Print the part of the shareholder lawsuit summary from "On April 9, 2025, plaintiff" up to and including "(Assad Action, ECF No. 1).", word for word.

• [Text to read]
'''

On October 30, 2024, plaintiff Morelli filed a Verified Shareholder Derivative Complaint on behalf of Compass in the Court against certain of the Individual Defendants alleging claims for breach of fiduciary duty, unjust enrichment, abuse of control, gross mismanagement, waste of corporate assets, and for violations of Section 14(a) of the Exchange Act, and against certain of the Individual Defendants for contribution under Sections 10(b) and 21D of the Exchange Act, captioned Morelli v. Crutchfield, et al., Case No. 2:24-cv-02496-DDC-BGS (the “Morelli Action”) (Morelli Action, ECF No. 1).
On December 5, 2024, the parties in the Morelli Action filed a stipulation and joint motion to stay the Morelli Action until: (i) the Securities Class Action (defined herein) was dismissed with prejudice; or (ii) the motion to dismiss in the Securities Class Action was denied in whole or in part. (Morelli Action, ECF No. 13), which the Court so-ordered on December 17, 2024. (Morelli Action, ECF No. 18).
On April 9, 2025, plaintiff Assad filed a Verified Shareholder Derivative Complaint on behalf of Compass in the Court against certain of the Individual Defendants alleging claims for breach of fiduciary duty and violations of Section 14(a) of the Exchange Act, captioned Assad v. Crutchfield, et al., Case No. 2:25-cv-02186-DDC-ADM (the “Assad Action”). (Assad Action, ECF No. 1).

'''

• [Dataset excerpts]
'''

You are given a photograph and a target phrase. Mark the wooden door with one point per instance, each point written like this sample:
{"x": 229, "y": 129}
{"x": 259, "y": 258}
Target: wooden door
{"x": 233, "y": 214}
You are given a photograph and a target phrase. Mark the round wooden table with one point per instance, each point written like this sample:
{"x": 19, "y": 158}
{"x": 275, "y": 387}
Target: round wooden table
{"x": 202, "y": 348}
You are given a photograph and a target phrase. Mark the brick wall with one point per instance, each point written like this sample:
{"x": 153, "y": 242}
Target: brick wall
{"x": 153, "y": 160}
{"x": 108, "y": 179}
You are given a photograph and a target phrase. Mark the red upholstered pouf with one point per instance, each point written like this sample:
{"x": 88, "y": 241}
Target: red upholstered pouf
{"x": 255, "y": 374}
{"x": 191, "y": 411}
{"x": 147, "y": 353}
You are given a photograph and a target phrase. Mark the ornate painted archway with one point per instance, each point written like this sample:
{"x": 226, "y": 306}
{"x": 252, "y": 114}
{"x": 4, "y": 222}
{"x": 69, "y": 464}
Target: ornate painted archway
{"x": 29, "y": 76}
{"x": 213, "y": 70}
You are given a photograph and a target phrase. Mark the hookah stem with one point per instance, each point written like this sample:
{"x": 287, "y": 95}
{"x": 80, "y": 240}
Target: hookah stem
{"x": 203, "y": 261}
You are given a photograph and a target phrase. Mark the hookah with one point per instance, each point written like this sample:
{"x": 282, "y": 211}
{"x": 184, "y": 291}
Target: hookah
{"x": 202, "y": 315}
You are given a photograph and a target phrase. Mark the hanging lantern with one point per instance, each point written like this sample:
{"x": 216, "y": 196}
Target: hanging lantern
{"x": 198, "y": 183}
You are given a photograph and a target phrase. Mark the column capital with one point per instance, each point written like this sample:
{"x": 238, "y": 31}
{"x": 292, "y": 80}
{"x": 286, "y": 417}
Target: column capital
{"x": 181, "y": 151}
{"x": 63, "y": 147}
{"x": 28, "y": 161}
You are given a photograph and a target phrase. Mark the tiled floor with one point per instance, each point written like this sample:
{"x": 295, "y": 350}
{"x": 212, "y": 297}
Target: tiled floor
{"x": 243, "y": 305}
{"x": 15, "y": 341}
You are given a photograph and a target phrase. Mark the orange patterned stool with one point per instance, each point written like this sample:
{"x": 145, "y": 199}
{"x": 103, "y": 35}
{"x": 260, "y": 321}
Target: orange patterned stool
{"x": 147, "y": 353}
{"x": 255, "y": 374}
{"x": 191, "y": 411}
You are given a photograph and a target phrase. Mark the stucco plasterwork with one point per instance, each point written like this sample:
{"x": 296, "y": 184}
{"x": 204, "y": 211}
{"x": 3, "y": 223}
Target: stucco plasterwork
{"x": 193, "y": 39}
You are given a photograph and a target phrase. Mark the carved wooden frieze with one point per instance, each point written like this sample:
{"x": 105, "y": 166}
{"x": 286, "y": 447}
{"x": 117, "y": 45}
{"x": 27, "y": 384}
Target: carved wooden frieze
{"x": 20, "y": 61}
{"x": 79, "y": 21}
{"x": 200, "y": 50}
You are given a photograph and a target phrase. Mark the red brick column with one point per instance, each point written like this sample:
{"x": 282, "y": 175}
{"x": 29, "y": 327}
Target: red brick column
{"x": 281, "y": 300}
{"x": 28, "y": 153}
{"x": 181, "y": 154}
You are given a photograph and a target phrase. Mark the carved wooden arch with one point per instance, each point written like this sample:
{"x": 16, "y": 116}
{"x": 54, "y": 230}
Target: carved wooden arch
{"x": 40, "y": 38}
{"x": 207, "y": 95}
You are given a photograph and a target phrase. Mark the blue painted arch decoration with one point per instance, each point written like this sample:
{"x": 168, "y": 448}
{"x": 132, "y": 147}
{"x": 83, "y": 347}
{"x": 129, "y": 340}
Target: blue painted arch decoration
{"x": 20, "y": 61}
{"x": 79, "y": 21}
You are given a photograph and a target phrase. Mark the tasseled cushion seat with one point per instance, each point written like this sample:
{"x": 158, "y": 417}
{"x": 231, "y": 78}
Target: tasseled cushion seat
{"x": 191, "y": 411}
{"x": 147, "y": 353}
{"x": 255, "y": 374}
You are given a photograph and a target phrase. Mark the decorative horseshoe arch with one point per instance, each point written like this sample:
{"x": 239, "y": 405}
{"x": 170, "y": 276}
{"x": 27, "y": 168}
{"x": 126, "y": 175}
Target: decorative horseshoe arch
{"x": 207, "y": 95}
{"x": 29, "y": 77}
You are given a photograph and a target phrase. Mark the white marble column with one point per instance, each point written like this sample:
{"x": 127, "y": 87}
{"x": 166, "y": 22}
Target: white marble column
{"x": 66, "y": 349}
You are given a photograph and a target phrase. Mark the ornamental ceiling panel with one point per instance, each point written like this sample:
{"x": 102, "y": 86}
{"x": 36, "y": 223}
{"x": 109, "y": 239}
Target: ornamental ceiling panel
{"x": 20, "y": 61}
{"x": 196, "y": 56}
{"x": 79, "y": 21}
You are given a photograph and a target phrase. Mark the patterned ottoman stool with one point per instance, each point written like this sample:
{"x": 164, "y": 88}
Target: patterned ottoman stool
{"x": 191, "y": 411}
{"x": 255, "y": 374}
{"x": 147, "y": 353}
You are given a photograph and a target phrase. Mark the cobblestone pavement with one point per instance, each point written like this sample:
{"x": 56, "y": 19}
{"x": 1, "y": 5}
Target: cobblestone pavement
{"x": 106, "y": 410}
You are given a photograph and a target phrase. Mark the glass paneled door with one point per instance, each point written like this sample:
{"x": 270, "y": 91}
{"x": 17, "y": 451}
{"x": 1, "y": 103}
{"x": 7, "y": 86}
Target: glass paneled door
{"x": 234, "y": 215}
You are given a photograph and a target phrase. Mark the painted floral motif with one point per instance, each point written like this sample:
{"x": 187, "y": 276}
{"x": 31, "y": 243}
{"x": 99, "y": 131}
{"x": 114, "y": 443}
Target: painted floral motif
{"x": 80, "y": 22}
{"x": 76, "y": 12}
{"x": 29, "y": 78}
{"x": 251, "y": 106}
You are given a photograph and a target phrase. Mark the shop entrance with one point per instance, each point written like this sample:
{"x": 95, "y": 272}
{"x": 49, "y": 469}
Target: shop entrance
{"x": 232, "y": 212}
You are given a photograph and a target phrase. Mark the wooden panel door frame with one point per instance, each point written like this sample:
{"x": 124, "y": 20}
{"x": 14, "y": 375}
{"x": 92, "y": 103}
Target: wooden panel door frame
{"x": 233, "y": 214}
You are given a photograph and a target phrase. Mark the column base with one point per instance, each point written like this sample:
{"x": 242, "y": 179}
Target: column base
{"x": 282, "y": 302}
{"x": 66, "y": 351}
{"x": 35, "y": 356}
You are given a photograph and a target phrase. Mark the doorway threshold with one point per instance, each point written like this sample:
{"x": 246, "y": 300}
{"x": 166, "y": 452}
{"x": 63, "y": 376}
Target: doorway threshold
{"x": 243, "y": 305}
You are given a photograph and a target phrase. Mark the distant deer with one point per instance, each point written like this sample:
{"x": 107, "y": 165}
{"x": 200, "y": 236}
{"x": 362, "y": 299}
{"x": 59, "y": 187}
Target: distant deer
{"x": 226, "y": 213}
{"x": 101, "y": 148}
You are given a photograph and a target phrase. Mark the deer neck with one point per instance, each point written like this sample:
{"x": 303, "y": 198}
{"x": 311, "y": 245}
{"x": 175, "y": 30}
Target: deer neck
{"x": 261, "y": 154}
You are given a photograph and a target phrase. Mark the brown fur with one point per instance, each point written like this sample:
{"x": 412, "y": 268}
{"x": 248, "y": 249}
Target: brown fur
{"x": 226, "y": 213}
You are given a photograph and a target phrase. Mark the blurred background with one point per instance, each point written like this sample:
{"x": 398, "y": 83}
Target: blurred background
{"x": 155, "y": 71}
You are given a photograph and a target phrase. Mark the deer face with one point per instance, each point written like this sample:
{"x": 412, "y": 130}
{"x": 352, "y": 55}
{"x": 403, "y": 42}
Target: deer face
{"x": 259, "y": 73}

'''

• [The solution]
On April 9, 2025, plaintiff Assad filed a Verified Shareholder Derivative Complaint on behalf of Compass in the Court against certain of the Individual Defendants alleging claims for breach of fiduciary duty and violations of Section 14(a) of the Exchange Act, captioned Assad v. Crutchfield, et al., Case No. 2:25-cv-02186-DDC-ADM (the “Assad Action”). (Assad Action, ECF No. 1).